> TEXT EXTRACT:
____________
A Record Number Of Market Participants Says The Market Is Overvalued, Surpassing 1999 Bubble Highs

Tyler Durden's picture

The latest monthly Fund Managers (FMS) survey from Bank of America is out, and continuing the trend noted in previous months when the number of active managers who said that stocks are overvalued hit the highest in nearly two decades, the latest version reveals that the number of respondents saying that equities are overvalued has just hit a record high, surpassing the all time high set during the 1999 bubble. As shown in the chart below, 44% of fund managers now say equities are overvalued, the highest response on record, and up from 37% in May.

Meanwhile, "excess valuation" concern coincide with high global profit expectations - just like prior to the 2000 recession - "shows that market vulnerability to profit weakness is very high" according to BofA.

Not surprisingly, 84% of investors think US is the most overvalued region, a new all-time high, while a net 18% think European equities are undervalued and a net 48% of investors think EM equities remain undervalued.

Meanwhile, even as the market rose to record highs, FMS cash "on the sidelines" rose from 4.9% to 5.0% in May according to BofA, which is well above the average cash level over the past decade of 4.5%. avg.

BofA suggest that while ominous on the surface, and in contrast to the 1999 bubble, the record June FMS views of "excess valuation" does not coincide with a fall in cash levels, which to BofA's Michael Hartnett suggests there is no irrational exuberance. Then again, this time the exuberance appears to be manifesting itself via passive investing and ETFs, as well as vol bets, so it is unclear if such comparisons are appropriate.

Asked for their opinion on internet stocks, 75% said internet stocks expensive or in bubble, with 57% of investors saying "expensive", 18% "bubble-like", 15% "fair", 1% say "cheap.

Related to this, respondents said that the #1 "crowded trade" in June is long Nasdaq, even more so than in May, jumping from 26% to 38%, while #2 is long EU equities, and #3 long US/EU corporate bonds.
____________
> ENTRIES PROVIDED:
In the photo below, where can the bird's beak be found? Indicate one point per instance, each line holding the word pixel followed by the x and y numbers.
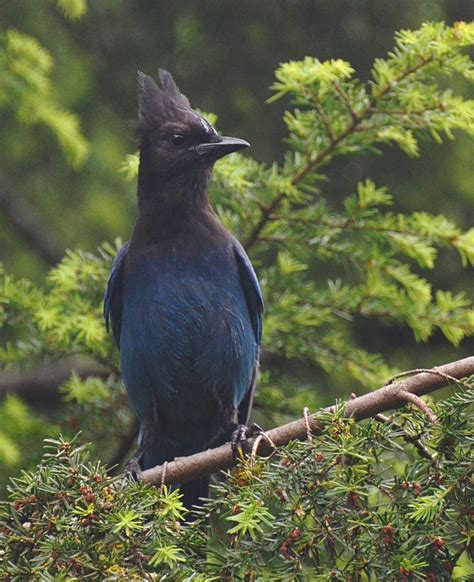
pixel 219 149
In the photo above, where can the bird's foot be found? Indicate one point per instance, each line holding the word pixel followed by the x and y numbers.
pixel 133 471
pixel 241 440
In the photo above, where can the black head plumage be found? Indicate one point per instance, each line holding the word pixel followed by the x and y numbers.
pixel 174 139
pixel 157 105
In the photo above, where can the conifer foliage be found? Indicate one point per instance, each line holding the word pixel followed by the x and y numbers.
pixel 386 498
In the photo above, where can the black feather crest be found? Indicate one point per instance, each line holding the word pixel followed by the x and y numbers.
pixel 156 105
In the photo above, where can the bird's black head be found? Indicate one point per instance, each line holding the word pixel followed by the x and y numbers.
pixel 175 139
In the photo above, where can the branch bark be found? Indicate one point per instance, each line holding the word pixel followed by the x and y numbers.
pixel 388 397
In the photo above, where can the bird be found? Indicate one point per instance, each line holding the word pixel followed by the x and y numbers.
pixel 183 299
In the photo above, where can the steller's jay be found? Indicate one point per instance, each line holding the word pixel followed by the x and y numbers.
pixel 183 299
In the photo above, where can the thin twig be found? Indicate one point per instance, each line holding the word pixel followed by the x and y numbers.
pixel 312 164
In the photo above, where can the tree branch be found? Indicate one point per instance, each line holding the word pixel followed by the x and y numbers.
pixel 388 397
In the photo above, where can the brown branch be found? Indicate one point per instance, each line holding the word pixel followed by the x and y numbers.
pixel 184 469
pixel 335 140
pixel 418 402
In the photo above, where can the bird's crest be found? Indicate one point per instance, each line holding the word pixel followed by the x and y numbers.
pixel 156 105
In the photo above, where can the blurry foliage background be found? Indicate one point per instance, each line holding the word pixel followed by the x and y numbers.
pixel 223 55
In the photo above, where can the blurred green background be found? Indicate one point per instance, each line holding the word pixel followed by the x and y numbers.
pixel 223 54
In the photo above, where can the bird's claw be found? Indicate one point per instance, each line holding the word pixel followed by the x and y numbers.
pixel 133 471
pixel 241 440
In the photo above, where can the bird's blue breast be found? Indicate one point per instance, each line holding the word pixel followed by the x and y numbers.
pixel 188 349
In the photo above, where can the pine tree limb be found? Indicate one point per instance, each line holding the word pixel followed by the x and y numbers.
pixel 184 469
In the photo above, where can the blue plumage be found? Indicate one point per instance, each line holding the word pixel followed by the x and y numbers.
pixel 183 299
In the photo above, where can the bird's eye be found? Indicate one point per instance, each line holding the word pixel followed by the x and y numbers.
pixel 177 139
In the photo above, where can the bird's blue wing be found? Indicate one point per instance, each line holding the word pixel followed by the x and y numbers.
pixel 254 299
pixel 251 287
pixel 113 295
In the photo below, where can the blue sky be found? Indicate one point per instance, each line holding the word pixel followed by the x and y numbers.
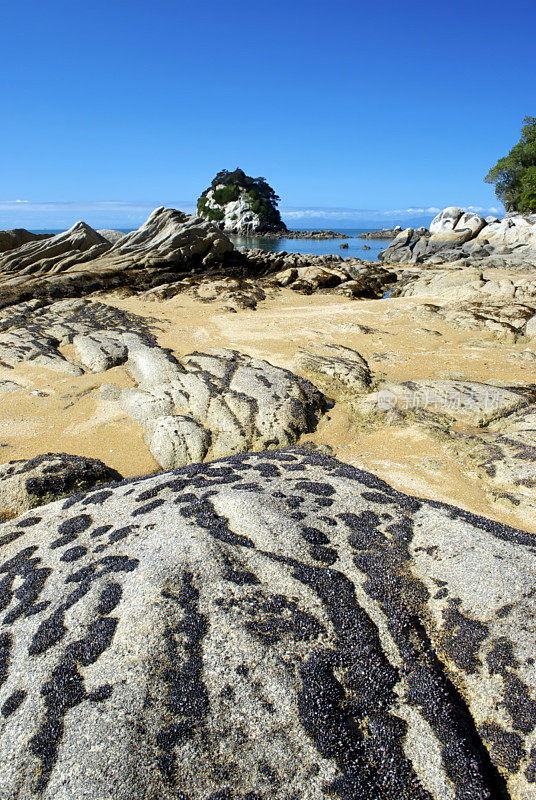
pixel 354 112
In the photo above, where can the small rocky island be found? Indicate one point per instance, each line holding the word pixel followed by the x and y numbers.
pixel 241 204
pixel 323 585
pixel 247 206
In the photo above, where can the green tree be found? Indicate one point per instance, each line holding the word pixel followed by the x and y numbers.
pixel 514 175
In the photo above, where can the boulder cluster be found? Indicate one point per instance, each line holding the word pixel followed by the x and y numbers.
pixel 258 620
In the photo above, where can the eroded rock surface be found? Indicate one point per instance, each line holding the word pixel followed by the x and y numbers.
pixel 39 480
pixel 209 405
pixel 32 332
pixel 458 236
pixel 268 626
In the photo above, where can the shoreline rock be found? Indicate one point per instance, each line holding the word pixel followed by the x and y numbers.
pixel 456 235
pixel 261 624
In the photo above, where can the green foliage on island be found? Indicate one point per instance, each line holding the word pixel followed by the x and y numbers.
pixel 228 186
pixel 514 175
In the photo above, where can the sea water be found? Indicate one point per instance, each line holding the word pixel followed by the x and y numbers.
pixel 317 247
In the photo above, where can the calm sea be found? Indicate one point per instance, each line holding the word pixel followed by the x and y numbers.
pixel 316 247
pixel 320 247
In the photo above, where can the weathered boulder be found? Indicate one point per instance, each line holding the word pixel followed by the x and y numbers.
pixel 99 350
pixel 33 482
pixel 208 405
pixel 339 366
pixel 273 625
pixel 453 225
pixel 32 332
pixel 472 402
pixel 56 253
pixel 11 239
pixel 110 235
pixel 168 246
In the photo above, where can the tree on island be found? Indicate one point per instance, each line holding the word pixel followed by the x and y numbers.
pixel 514 175
pixel 229 186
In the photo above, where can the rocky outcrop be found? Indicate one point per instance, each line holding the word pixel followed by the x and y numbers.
pixel 271 625
pixel 458 236
pixel 36 481
pixel 169 246
pixel 307 274
pixel 382 235
pixel 338 367
pixel 16 237
pixel 33 332
pixel 110 235
pixel 209 405
pixel 54 254
pixel 241 204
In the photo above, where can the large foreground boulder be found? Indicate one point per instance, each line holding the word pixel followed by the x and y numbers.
pixel 56 253
pixel 170 244
pixel 275 625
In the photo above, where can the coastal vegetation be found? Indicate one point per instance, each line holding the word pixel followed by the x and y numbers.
pixel 253 196
pixel 514 175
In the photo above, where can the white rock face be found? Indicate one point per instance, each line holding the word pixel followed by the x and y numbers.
pixel 513 229
pixel 273 625
pixel 238 215
pixel 453 225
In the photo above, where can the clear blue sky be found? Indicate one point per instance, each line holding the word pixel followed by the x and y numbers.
pixel 111 108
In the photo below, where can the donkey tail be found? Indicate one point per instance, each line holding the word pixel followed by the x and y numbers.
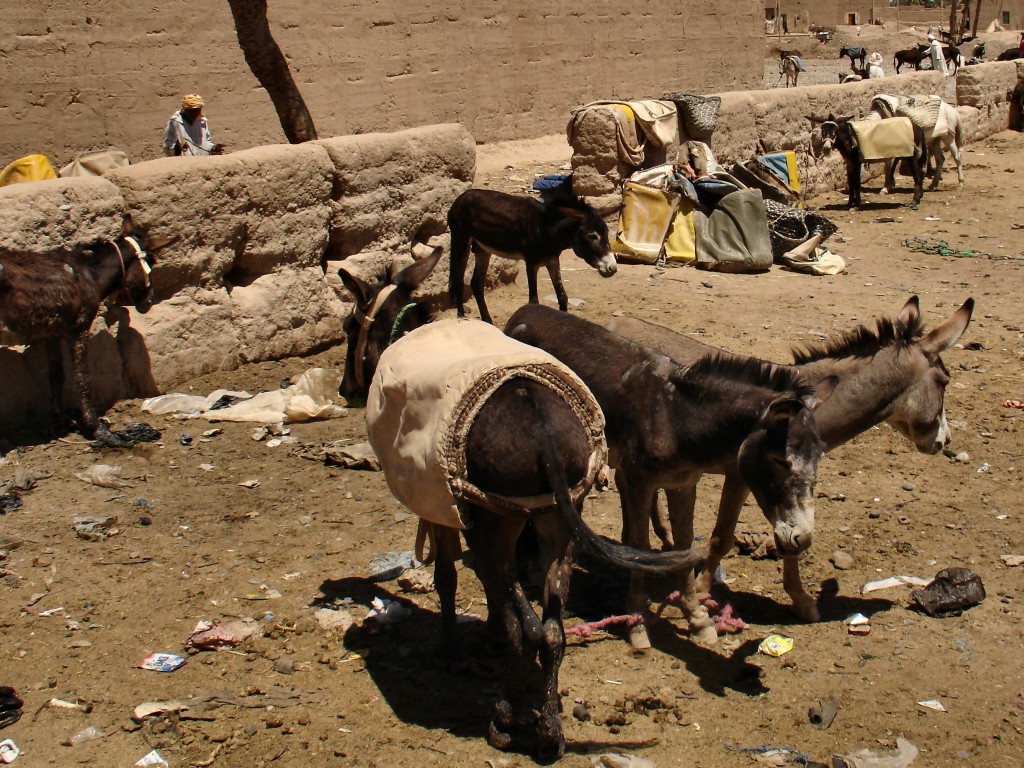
____________
> TASK DIRECTIONS: From the fund manager survey article, list every answer investors gave when asked about internet stocks, with the percentage for each. Rely solely on the fund manager survey article here, not on the data.

> FULL ANSWER:
- "expensive": 57%
- "bubble-like": 18%
- "fair": 15%
- "cheap": 1%